→ **SOURCE EXCERPT**
= = = = = = =

Extracting text with formatting from PDF
#1  nekokami 01-24-2007, 10:20 PM
Hi folks,

I have a PDF file that I'd like to get the text out of while retaining the formatting. The file is too large to simply select all text and copy/paste. (I get a memory error when I try to do this.) Besides, I'd like to not take the page numbers, since they won't be relevant on the device I'll be reading on (eBw 1150). The ABC PDF converter gets the text, but loses the formatting. I can't afford a full copy of Acrobat. Other extractors I've tried seem to assume one has Word installed (I don't).

I usually use a Mac, but I do have a PC available. Can anyone suggest a good, preferably low-cost program to convert PDF to something more portable, e.g. HTML or RTF? (I guess I could use the trial of Acrobat Professional for now, but I'd like a more long-term solution.)


PS - I've also tried TextLightning and Trapeze on the Mac. Neither worked, possibly because they didn't like the font. TextLightning kept crashing, and the limited output it did manage to provide didn't parse. It looked like raw PDF code. Trapeze just produced junk.

= = = = = = =

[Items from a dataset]
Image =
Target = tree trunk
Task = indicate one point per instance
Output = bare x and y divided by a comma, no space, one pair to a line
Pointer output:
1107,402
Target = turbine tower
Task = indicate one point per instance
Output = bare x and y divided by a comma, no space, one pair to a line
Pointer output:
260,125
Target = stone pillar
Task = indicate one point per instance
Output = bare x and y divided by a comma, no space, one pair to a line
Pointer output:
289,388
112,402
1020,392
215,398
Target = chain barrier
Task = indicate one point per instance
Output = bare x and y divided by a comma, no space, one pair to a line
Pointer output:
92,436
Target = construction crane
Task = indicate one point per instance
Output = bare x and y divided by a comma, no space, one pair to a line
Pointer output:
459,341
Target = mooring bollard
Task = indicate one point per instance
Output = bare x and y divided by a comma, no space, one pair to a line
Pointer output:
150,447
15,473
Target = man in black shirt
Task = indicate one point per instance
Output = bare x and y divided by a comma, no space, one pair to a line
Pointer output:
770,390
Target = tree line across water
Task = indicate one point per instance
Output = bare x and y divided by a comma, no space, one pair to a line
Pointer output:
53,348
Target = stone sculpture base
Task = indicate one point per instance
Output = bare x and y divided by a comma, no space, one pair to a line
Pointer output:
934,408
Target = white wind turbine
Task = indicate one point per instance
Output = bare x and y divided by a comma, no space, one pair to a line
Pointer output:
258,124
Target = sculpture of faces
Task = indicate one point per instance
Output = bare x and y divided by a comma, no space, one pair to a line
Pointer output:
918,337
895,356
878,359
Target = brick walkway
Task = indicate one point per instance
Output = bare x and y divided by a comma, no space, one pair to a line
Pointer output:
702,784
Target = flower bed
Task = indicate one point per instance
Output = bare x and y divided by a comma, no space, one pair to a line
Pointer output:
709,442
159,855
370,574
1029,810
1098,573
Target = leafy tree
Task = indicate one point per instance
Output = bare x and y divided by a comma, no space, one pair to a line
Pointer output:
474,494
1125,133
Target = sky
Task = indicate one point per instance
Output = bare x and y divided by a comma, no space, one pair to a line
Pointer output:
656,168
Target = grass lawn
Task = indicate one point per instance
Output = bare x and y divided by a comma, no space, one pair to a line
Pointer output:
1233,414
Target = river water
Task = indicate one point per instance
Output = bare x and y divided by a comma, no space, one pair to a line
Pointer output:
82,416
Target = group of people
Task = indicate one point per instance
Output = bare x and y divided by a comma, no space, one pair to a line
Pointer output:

= = = = = = =

→ **CHALLENGES**
1) Name every program that the forum post says the poster has already tried for getting text out of the PDF.
2) Answer these questions from the forum post, marking each answer with its letter.
(a) On what device will the poster be reading the text?
(b) What kind of error occurs when the poster tries to select all text and copy/paste?
(c) Which two formats are given as examples of something more portable than PDF?
3) Decide whether each statement agrees with the forum post. For each, answer yes or no and quote the words from the post that settle it.
(a) The poster owns a full copy of Acrobat.
(b) The ABC PDF converter keeps the formatting of the text.
(c) The poster has a PC available.

→ **ANSWERS BY TASK**
1) ABC PDF converter, TextLightning, Trapeze

2)
(a) eBw 1150
(b) A memory error
(c) HTML and RTF

3)
(a) No: "I can't afford a full copy of Acrobat."
(b) No: "The ABC PDF converter gets the text, but loses the formatting."
(c) Yes: "I do have a PC available."